● **EXERCISE DIRECTIONS**: Retype the passage of the comic review that starts with the words "5. Mark Coale" and ends with "thing that happened.", changing nothing.

● **DOCUMENT EXTRACT**:
== == ==

Admittedly, from there we get a bit of a power-of-love ending, but hey, I’ve read an awful lot worse from this sort of story. It’s a serviceable little plot, it hits the brief of being a new year “looking to the future” story, and it finds some sort of hook in Iceman’s character development or lack thereof – which isn’t brushed aside so much as use to give him some motivation to do better in future. As holiday specials go, this is decent.

Vecchio’s a good artist for this. He’s got a nice clean line, maybe a bit cutesy, but it works for him. He’s also got some neat ideas on how to use the Infinity Comics’ vertically-scrolling format. I don’t know if he’s worked in this format elsewhere, but there are some inventive ideas here. Obviously it helps when your big visual motif is a ball moving vertically downwards, but hey, don’t look a gift horse in the mouth. What’s more impressive is the way he uses the rhythm of the vertical scrolling, to set up a countdown and then subtly deviate from it in a way that makes you go “hold on, did I read that right”.

I’m still confused about who the intended audience is for these comics, and I can’t help suspecting that Marvel are too. Understandably, Marvel don’t want to risk alienating the wider audience by having anything too important happen in the Infinity books. The temptation is to see them as some sort of point of entry for the webtoons readership, but they only seem to be available to Marvel Unlimited subscribers – which you suspect must be the hardest of the hardcore. (So far as I can see, the free books on Unlimited are a handful of first issues and landmarks, and promotional comics like the startling product-placement exercise Black Panther: Soul of a Machine.)

Given the actual audience, then, Vecchio’s approach is probably fair enough – do a straightforward story that sits happily in continuity, and assume your audience don’t need to have an off-handed reference to Iceman’s meta role explained to them, let alone a mention of Christian Frost from Marauders. I’m not sure it’s the audience that it makes sense for Marvel to be targeting, but it’s the audience they are targeting, and Vecchio serves it nicely.

As with the X-Men Christmas story, this is thoroughly inessential but better than you’re probably expecting.

 

Bring on the comments

  1. David Goldfarb says:

    Hang on, I thought the MU just didn’t have COVID-19 at all?

  2. Col_Fury says:

    Happy New Year, everyone!

    I hope your 2022 will be better than your 2021 was, even if your ’21 was great!

  3. Si says:

    The strangest thing is the one character who wears a surgical mask as his costume, Dr Nemesis, was redesigned to not wear a mask. I don’t think that was accidental. It’s a strange stance. But anyway, one would assume Iceman is immune to all viruses, turning into ice as he does. Does he even breathe?

    The ball dropping scene is done well, and I did indeed think “did I read that right?”. There’s only a couple of comics so far that have found really good tricks with vertical scrolling, hopefully they continue to innovate. I imagine you could do Warlock (Cypher’s buddy) in a fun way.

    The story itself didn’t do much for me. The subtext was kind of interesting, but on the whole, not for me.

  4. Chris V says:

    I don’t believe that the Marvel Universe does have the Covid-19 virus.
    It’s no longer the “world outside your window”. Krakoa is the Marvel Universe’s lone superpower. Mars was colonized by Arakko. It’s a brave new world.

    Ikthalon has actually not been seen again since his first appearance in Marvel Spotlight #14 (1973), when the Son of Satan destroyed his body.

  5. Mark Coale says:

    Maybe one of the Karakoan miracle drugs cured COVID.

  6. Bloodredcookie says:

    Are we going to talk about the scene in this book where Iceman kisses himself? Because that was a thing that happened.

  7. Si says:

    Oh yeah, I forgot that scene. It will launch a thousand pornographic fanfics no doubt.

== == ==

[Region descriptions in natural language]
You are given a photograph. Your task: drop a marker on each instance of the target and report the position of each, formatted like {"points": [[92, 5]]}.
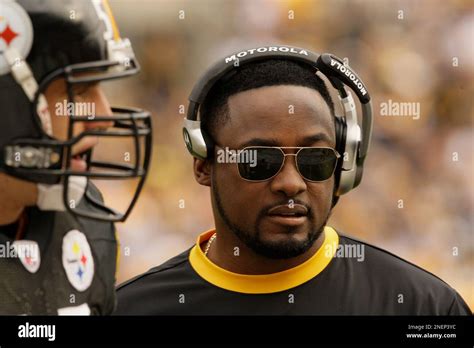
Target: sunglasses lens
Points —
{"points": [[316, 164], [266, 163]]}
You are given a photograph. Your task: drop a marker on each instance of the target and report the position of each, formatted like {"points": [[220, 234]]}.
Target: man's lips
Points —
{"points": [[289, 210], [289, 215]]}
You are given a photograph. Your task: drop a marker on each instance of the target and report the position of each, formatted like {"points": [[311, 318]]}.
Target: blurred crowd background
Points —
{"points": [[416, 198]]}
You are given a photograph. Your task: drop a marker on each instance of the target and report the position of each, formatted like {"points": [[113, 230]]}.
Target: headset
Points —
{"points": [[352, 140]]}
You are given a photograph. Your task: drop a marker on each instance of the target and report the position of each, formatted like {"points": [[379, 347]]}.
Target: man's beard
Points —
{"points": [[280, 250]]}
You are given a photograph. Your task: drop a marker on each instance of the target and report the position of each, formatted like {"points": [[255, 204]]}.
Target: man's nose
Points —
{"points": [[288, 180]]}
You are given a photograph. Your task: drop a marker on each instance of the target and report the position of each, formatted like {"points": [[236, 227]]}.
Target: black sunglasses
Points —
{"points": [[260, 163]]}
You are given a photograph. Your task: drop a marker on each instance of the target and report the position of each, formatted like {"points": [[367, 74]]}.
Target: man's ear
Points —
{"points": [[202, 171]]}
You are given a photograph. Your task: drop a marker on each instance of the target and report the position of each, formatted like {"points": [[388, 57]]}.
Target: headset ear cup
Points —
{"points": [[209, 144]]}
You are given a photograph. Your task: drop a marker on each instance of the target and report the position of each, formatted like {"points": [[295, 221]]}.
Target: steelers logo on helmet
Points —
{"points": [[16, 31]]}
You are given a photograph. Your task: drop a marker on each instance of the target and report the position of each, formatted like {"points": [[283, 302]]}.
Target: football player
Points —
{"points": [[58, 248]]}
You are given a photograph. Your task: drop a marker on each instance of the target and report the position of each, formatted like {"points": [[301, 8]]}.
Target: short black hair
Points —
{"points": [[214, 111]]}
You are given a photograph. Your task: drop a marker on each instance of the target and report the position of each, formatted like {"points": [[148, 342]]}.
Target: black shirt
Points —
{"points": [[345, 277]]}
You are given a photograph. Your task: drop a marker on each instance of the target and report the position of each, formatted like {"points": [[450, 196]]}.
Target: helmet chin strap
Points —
{"points": [[50, 197], [23, 75]]}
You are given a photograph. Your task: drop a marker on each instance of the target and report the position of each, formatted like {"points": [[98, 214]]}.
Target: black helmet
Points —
{"points": [[77, 40]]}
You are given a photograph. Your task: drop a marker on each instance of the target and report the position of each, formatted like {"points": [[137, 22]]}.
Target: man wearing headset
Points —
{"points": [[276, 159], [58, 249]]}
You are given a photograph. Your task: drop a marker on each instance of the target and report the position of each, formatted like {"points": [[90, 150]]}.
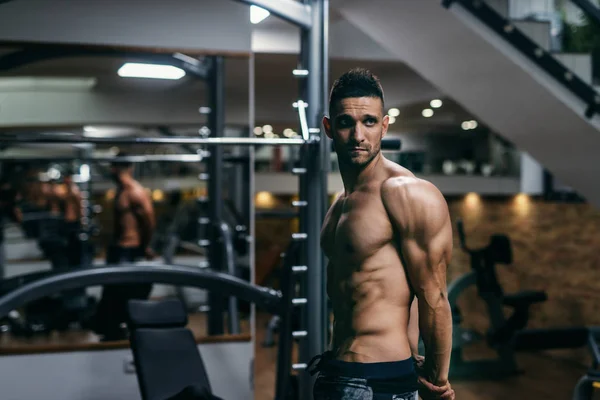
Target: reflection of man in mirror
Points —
{"points": [[9, 197], [134, 224], [71, 205]]}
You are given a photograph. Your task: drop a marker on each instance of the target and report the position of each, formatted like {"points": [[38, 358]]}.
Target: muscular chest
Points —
{"points": [[122, 203], [358, 230]]}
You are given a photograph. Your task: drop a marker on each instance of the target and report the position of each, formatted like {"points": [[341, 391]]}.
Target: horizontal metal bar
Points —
{"points": [[299, 236], [224, 141], [193, 247], [177, 275], [303, 122], [275, 213], [142, 158], [289, 10]]}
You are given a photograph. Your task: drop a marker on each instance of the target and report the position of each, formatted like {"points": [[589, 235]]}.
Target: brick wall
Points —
{"points": [[555, 248]]}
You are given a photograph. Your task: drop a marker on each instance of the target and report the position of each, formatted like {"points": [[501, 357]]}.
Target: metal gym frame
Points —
{"points": [[311, 16]]}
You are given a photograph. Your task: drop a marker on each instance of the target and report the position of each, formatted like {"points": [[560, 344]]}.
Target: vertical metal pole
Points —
{"points": [[216, 124], [304, 350], [314, 196], [325, 156], [250, 194]]}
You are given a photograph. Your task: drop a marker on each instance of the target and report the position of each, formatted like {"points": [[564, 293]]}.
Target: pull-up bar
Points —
{"points": [[392, 144]]}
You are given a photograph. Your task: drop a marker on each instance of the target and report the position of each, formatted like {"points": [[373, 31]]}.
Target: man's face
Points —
{"points": [[356, 127]]}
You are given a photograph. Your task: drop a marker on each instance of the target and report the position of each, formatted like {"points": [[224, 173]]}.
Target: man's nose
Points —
{"points": [[358, 133]]}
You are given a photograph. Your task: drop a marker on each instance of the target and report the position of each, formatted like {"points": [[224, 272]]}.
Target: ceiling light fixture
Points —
{"points": [[468, 125], [258, 14], [436, 103], [150, 71], [267, 129], [427, 113]]}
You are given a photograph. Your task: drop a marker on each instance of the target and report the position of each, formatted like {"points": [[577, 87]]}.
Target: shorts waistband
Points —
{"points": [[378, 371]]}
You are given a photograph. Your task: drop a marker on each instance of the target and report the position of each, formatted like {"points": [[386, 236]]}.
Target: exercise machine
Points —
{"points": [[168, 364], [483, 277], [589, 384], [505, 335]]}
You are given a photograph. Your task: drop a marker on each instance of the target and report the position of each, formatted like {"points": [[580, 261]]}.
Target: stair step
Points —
{"points": [[579, 63], [538, 31]]}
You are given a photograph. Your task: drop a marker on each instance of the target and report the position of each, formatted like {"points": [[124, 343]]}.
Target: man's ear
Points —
{"points": [[385, 125], [327, 126]]}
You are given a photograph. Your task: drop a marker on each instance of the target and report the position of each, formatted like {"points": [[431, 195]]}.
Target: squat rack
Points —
{"points": [[311, 16]]}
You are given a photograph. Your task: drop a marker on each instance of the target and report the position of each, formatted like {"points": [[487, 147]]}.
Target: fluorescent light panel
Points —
{"points": [[150, 71], [258, 14]]}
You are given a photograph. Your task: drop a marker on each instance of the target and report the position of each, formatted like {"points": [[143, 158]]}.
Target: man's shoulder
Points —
{"points": [[136, 191], [410, 189], [415, 204]]}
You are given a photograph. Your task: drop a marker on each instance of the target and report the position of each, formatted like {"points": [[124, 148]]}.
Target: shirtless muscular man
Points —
{"points": [[72, 213], [388, 239], [134, 224]]}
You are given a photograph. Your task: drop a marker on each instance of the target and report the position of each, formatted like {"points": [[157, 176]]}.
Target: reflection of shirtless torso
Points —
{"points": [[72, 204], [127, 230], [367, 282]]}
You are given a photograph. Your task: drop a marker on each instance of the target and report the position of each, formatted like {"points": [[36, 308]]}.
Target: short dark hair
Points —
{"points": [[358, 82]]}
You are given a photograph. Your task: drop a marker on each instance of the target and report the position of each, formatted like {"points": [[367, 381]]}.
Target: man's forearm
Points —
{"points": [[435, 324]]}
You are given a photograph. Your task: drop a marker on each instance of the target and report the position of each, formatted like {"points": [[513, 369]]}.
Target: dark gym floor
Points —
{"points": [[546, 375]]}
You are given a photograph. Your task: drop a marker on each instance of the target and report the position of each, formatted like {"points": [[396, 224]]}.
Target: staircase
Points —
{"points": [[504, 70]]}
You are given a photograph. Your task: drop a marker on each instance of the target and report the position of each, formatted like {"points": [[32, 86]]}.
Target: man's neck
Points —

== == ==

● **ANSWER TO THE EXERCISE**:
5. Mark Coale says:

    Maybe one of the Karakoan miracle drugs cured COVID.

  6. Bloodredcookie says:

    Are we going to talk about the scene in this book where Iceman kisses himself? Because that was a thing that happened.